= Assignment =
Reproduce the full set of records verbatim.

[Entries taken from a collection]
[Start of Attachment]

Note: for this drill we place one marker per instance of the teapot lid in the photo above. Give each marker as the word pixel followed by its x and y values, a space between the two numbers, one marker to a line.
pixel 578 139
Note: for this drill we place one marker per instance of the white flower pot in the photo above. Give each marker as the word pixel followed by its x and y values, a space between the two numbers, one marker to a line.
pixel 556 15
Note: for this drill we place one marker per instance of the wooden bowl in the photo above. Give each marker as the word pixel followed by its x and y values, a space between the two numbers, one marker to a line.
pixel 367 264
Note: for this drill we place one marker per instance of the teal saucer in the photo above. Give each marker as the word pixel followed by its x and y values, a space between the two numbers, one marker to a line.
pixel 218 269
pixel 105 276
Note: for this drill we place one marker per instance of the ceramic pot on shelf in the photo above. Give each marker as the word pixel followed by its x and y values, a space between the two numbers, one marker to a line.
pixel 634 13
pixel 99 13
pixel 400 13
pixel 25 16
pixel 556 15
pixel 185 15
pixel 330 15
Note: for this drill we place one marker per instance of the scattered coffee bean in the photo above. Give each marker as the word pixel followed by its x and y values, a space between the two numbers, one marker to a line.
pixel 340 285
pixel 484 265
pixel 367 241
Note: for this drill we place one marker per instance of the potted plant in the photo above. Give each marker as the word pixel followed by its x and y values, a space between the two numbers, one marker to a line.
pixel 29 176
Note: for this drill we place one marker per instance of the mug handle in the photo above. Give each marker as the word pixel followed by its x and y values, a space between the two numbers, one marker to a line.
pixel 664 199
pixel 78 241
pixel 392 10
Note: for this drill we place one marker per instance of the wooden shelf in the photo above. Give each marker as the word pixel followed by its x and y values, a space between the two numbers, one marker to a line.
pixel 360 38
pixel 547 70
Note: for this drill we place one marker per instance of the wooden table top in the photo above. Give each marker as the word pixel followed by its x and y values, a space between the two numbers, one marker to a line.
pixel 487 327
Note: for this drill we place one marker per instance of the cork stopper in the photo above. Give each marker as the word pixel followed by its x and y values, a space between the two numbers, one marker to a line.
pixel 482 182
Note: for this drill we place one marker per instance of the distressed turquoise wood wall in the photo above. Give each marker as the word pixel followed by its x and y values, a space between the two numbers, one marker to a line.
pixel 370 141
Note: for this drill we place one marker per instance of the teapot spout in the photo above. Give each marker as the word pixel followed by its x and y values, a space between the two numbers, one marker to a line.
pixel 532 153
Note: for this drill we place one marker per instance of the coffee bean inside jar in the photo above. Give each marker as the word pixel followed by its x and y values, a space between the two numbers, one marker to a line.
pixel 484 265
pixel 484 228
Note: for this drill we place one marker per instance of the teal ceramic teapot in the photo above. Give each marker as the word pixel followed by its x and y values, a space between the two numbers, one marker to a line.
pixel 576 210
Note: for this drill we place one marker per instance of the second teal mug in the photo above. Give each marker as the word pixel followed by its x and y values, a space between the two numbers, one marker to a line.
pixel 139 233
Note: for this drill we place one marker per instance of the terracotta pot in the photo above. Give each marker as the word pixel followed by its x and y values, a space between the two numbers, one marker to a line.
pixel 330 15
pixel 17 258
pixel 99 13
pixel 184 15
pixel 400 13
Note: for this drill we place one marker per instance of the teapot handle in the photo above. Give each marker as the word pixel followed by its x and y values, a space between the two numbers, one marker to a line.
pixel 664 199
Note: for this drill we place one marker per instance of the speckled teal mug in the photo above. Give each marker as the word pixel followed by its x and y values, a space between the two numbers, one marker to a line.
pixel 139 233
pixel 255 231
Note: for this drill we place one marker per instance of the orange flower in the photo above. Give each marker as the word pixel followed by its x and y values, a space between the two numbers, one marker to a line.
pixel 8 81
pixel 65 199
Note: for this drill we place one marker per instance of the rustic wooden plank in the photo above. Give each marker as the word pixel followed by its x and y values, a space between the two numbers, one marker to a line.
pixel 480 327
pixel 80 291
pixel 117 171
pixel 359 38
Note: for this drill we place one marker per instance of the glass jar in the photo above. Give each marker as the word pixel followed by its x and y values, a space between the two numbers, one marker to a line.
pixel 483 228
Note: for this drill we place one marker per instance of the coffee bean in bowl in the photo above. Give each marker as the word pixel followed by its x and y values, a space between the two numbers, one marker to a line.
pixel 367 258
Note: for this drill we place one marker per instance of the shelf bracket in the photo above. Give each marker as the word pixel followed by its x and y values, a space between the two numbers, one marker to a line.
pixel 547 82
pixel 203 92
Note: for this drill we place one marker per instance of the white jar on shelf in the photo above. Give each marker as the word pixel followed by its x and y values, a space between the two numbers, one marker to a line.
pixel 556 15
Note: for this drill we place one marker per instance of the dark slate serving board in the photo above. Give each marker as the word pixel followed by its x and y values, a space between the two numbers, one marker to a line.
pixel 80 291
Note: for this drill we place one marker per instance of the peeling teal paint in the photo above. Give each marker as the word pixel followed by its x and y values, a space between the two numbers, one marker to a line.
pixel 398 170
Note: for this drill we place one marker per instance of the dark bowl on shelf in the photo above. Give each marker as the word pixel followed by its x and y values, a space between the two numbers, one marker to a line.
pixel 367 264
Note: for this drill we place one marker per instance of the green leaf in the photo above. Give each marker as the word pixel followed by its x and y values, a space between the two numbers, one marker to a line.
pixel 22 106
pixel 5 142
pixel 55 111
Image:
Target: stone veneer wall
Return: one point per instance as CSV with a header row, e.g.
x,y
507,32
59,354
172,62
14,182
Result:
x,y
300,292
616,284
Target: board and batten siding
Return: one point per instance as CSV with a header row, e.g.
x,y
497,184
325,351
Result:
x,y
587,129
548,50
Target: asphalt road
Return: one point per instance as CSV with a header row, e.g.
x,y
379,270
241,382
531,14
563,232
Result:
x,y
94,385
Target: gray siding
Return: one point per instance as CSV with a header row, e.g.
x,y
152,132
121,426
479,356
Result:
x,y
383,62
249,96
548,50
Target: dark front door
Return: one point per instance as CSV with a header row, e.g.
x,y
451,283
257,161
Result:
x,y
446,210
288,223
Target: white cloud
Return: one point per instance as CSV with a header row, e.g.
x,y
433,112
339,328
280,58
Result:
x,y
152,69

[End of Attachment]

= Expected answer =
Note: for this drill we place one marker per instance of the teapot lid in the photo above. Give each marker as the word pixel followed by its x and y values, a space between the two numbers, one marker to a line.
pixel 578 139
Note: for this drill we place one marker per instance of the white flower pot in the photo above. Give each marker as the word pixel followed by its x and y values, a space between the two numbers, one marker to a line.
pixel 556 15
Note: for this drill we place one marker per instance of the wooden bowl in the photo above. Give each marker as the word pixel followed by its x and y values, a space between the two numbers, one marker to a line.
pixel 367 264
Note: for this drill we place one marker per instance of the teal saucer in the photo above. Give each marker as the word pixel followed by its x and y values, a space between the two numbers, one marker to a line.
pixel 218 269
pixel 105 276
Note: for this drill we place one marker per instance of the ceramic pot on shelf in the photo above. Give each marker as the word pixel followed by its x and y values, a space between the two numbers, one marker to a line.
pixel 634 13
pixel 99 13
pixel 400 13
pixel 25 16
pixel 556 15
pixel 185 15
pixel 330 15
Note: for this drill we place one marker per instance of the scattered coffee bean in the photo above. Give each marker as the word pixel followed by its x and y values, a space between the two numbers, one marker to a line.
pixel 340 285
pixel 484 265
pixel 367 241
Note: for this drill we place one marker per instance of the potted plant in the photo above. Give each marker as the word pixel followed by its x and y values, a space between the two numbers, one marker to a line.
pixel 29 176
Note: for this drill we place one marker per instance of the mug handle in the photo above. Give each marker as the word pixel followed by its x and y values, a space between the two numbers, one marker to a line.
pixel 664 199
pixel 78 241
pixel 392 10
Note: for this drill we place one marker per instance of the wooden shelf in the photo above. Give each marker as the word pixel followed by its x and y values, a space between the two numbers, one marker to a line.
pixel 360 38
pixel 547 70
Note: for this drill we place one marker per instance of the wooden table top in the photo above. Give each marker as the word pixel followed by its x and y values, a space between the two numbers, one marker to a line.
pixel 487 327
Note: for this drill we place one marker per instance of the cork stopper in the photo above. Give each marker as the word pixel followed by its x and y values, a space between the two numbers, one marker to a line.
pixel 482 182
Note: for this drill we place one marker per instance of the distressed turquoise wood wall in the photo above. Give each marker as the word pixel followed by its x and y values, a space between the two numbers, one marker to a line.
pixel 370 141
Note: for this drill we place one marker per instance of the teapot spout in the photo above. Give each marker as the word pixel followed by its x and y values, a space between the two numbers, one marker to a line.
pixel 532 153
Note: for this drill we place one marker per instance of the coffee bean inside jar in the photo above. Give each marker as the word pixel followed by its x and y values, a space between the two numbers, one marker to a line.
pixel 484 265
pixel 484 228
Note: for this drill we place one marker per instance of the teal ceramic teapot in the photo above. Give each marker as the word pixel followed by its x and y values, a space between the two numbers, one marker to a line.
pixel 576 210
Note: for this drill we place one marker per instance of the second teal mug in the photo above. Give each marker as the word pixel followed by its x and y values, a space between the two numbers, one marker to a line.
pixel 139 233
Note: for this drill we place one marker per instance of the terracotta pot in the photo above. Give each marker as the word pixel followed by its x and y values, a space between the two numbers, one marker to a line.
pixel 330 15
pixel 17 258
pixel 99 13
pixel 184 15
pixel 400 13
Note: for this drill we place one marker per instance of the teapot handle in the photo above. Give each marker as the word pixel followed by its x and y values, a space between the two numbers, one marker to a line.
pixel 664 199
Note: for this drill we place one marker per instance of the speckled teal mug in the photo above. Give each marker as the word pixel followed by its x and y values, a space between the two numbers, one marker to a line.
pixel 139 233
pixel 255 231
Note: for this drill we place one marker per instance of the orange flower in the photo above. Give each marker as the word pixel followed by its x and y values, a space between the two numbers, one marker to a line.
pixel 8 81
pixel 65 199
Note: for this drill we place one marker per instance of the rustic wooden plank in the photo above. Give each marker as the word pixel followed by its x and y values, a space between the two numbers, one marker to a line.
pixel 480 327
pixel 80 291
pixel 117 171
pixel 359 38
Note: for this drill we place one marker per instance of the glass jar in the photo above. Give each marker as the word pixel followed by its x and y values, a space between the two numbers, one marker to a line.
pixel 483 228
Note: for this drill we place one marker per instance of the coffee bean in bowl in the photo above. Give each marker as the word pixel followed by its x and y values, a space between the two numbers, one marker to a line.
pixel 367 258
Note: for this drill we place one marker per instance of the shelf bracket in the photo above. Give each marker as the word pixel followed by its x and y values, a space between the two numbers, one marker to a line.
pixel 547 82
pixel 203 92
Note: for this drill we place one marker per instance of the white jar on shelf in the photo above. Give each marker as the word pixel followed by its x and y values, a space between the two numbers, one marker to a line.
pixel 556 15
Note: for this drill we place one marker per instance of the dark slate serving board in the photo above. Give each marker as the word pixel followed by its x and y values, a space between the two numbers, one marker to a line.
pixel 80 291
Note: for this drill we place one marker per instance of the peeling teal paint in the photo above. Give each marker as the word pixel followed by its x and y values, a space between the two numbers, one marker to a line.
pixel 398 170
Note: for this drill we place one marker per instance of the dark bowl on shelf in the photo above. Give each marker as the word pixel followed by its x and y values, a space between the two numbers, one marker to a line.
pixel 367 264
Note: for this drill we place one marker per instance of the green leaf in the photo above. Give each marker as the word pixel followed by its x and y values, a space between the two numbers, one marker to a line.
pixel 22 106
pixel 5 142
pixel 55 111
Image:
Target: stone veneer wall
Return: one point per instance as CSV with a header row, e.g.
x,y
507,32
59,354
172,62
14,182
Result:
x,y
300,292
616,284
Target: board and batten siding
Return: one point per instance as CSV with a header row, e.g.
x,y
497,184
325,351
Result:
x,y
587,129
548,50
Target: asphalt road
Return: one point per instance as CSV with a header row, e.g.
x,y
379,270
241,382
531,14
563,232
Result:
x,y
94,385
Target: gray siding
Return: one point per instance as CSV with a header row, e.g.
x,y
152,132
121,426
479,356
Result:
x,y
383,62
249,96
548,50
Target: dark front door
Return: one point per instance as CSV with a header row, e.g.
x,y
451,283
257,161
Result:
x,y
446,210
288,223
Target: white cloud
Return: one point per instance as CSV with a header row, e.g.
x,y
433,112
339,328
280,58
Result:
x,y
152,69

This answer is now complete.